Selected features for K-Means clustering model.

Due to different ranges of each variable, we first scaled the variables using min-max normalization before applying the K-Means clustering method. After assigning each patient to a cluster, Principal Component Analysis was applied to the dataset to perform dimension reduction in order to visualize the clusters by the top two principal components.

Classification of patients by length of hospital stay

From our classification models, we can see that the Gradient Boosting Machine marginally outperformed the other two models tested. Since GBM uses an ensemble approach to grow classification trees sequentially, with each tree using knowledge gained from previous trees to improve aggregate performance, it generally performs more optimally than simple logistic regression or random forest. However, we still see here that the overall performance of the models is poor; in fact, we weren’t able to obtain an accuracy much higher than that of a random guess.

Accuracy of models used to predict patient Length of Stay (LOS).

These results suggest that it is difficult to predict the length of a hospital stay based on patient characteristics, diagnosis, and admission circumstances alone. This is unsurprising, given that the length of a hospital stay may be determined by many factors exogenous to the patient, such as the availability of physicians, specialized equipment, and the effectiveness of managing patient cases, or if the treatment of an initial condition leads to the discovery of additional conditions requiring treatment.

We also generated confusion matrices to further break down our results and examine the precision and recall of the models.

As a quick refresher: Recall is a measure of the classifiers’ completeness; the ability of the model to correctly identify a short, medium, or long stay over all true existing observations of that class, while Precision counts the number of correctly identified observations in each LOS class over the total number of observations predicted as as a short, medium, or long term stays.

Confusion matrix comparisons of MLR, RF, and GBM models.

The confusion matrices reveal that all models performed best at identifying short stays. However, it appears that this may be due to the tendency of the models to overwhelmingly predict short stays over any other class, as the models were much less likely to identify medium and long term stays when they did occur. Under this model, hospitals would most likely underestimate the duration of patient stays, which could lead to an inadequate preparation of beds, staff, and resources to handle realized capacity needs. Given the high-consequential risk of misinformation in the context of healthcare resource allocation, we can infer that hospitals wouldn’t have enough information to make any LOS related decisions based on a patient’s admission characteristics alone.

Clustering of patients by patient-caretaker interactions

Next, let’s look at the results from the clustering model. With three clusters, we found that the total sum of squares variation — calculated as the variation between clusters relative to the total variation — was 64.5%, representing a total measure of variance in the patients which can be explained by the three clusters. The plot of clusters by the top two principal components reveals that cluster 3 represents the vast majority of patients, who experienced comparably lower average daily numbers of patient-caretaker interactions and with a relatively low degree of variation. Patients assigned to cluster 2 show a higher variation in patient-caretaker interactions, while cluster 1 represents patients with the highest overall number of and variation in patient-caretaker interactions.

LISTED RECORDS>
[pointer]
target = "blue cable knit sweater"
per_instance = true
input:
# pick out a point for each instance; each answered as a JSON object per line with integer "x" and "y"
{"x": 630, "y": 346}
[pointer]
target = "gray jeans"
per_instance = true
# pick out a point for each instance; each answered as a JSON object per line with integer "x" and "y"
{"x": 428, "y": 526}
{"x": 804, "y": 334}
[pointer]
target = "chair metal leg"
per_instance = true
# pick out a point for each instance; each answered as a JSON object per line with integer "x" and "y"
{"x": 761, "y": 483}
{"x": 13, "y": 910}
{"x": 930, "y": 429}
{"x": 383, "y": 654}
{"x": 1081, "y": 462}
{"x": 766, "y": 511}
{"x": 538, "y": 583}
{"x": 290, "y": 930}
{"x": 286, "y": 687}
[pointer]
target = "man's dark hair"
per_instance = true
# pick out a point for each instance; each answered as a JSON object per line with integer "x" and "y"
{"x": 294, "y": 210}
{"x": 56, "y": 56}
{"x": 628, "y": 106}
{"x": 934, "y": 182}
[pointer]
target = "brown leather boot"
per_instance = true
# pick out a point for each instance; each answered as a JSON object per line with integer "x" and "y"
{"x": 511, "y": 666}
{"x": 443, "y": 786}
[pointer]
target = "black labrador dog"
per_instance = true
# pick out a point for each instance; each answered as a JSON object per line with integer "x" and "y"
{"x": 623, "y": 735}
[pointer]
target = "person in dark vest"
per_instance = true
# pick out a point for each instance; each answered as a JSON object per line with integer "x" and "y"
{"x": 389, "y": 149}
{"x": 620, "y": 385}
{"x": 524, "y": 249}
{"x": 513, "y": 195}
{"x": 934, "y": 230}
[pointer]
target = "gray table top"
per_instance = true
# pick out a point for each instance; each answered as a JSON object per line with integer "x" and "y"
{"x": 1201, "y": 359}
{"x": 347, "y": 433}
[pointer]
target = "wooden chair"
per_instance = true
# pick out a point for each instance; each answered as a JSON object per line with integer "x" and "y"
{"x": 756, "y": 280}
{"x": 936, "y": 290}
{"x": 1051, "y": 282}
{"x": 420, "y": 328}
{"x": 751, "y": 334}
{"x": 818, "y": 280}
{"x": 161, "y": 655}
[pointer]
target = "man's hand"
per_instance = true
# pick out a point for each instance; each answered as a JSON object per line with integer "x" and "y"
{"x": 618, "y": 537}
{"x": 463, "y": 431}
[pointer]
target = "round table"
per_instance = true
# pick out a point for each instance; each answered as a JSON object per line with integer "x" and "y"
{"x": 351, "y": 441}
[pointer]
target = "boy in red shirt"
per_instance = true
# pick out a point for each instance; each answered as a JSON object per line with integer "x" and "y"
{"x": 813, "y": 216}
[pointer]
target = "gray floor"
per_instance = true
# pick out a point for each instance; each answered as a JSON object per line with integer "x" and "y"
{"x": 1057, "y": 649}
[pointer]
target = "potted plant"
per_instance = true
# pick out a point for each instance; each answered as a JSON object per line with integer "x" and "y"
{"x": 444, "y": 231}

EXERCISE INSTRUCTIONS>
1. Switch "Gradient Boosting Machine" to "Gradient Boosted Trees" in the write-up on hospital stays and patient clustering, and reproduce the part between "From our classification" and "of Stay (LOS).", inclusive.
2. Continue the write-up on hospital stays and patient clustering from the point where it stops.

EXERCISE RESULTS>
1.
From our classification models, we can see that the Gradient Boosted Trees marginally outperformed the other two models tested. Since GBM uses an ensemble approach to grow classification trees sequentially, with each tree using knowledge gained from previous trees to improve aggregate performance, it generally performs more optimally than simple logistic regression or random forest. However, we still see here that the overall performance of the models is poor; in fact, we weren’t able to obtain an accuracy much higher than that of a random guess.

Accuracy of models used to predict patient Length of Stay (LOS).

2.
Results of the K-Means clustering of patients by patient-caretaker interactions, plotted by the first two principal components. Figure by authors.

Now, let’s break down each cluster by looking at the relative frequency of patient characteristics within each cluster, Here, we see that patients in cluster 1 were most likely to have been diagnosed with sepsis, had the shortest stays, and most frequently died. This observation is logical, given that sepsis is classified as a medical emergency which can rapidly progress to septic shock, triggering tissue damage, organ failure, and is oftentimes fatal [3]. Although we aren’t able to assume causality, it is possible that the high variation in patient-caretaker interactions in this cluster could be driven by the dominance of high-fatality conditions whereby a patient either died before treatment, or died while being treated.

Relative frequency of patient traits clustered by patient-caretaker interactions. Figure by authors.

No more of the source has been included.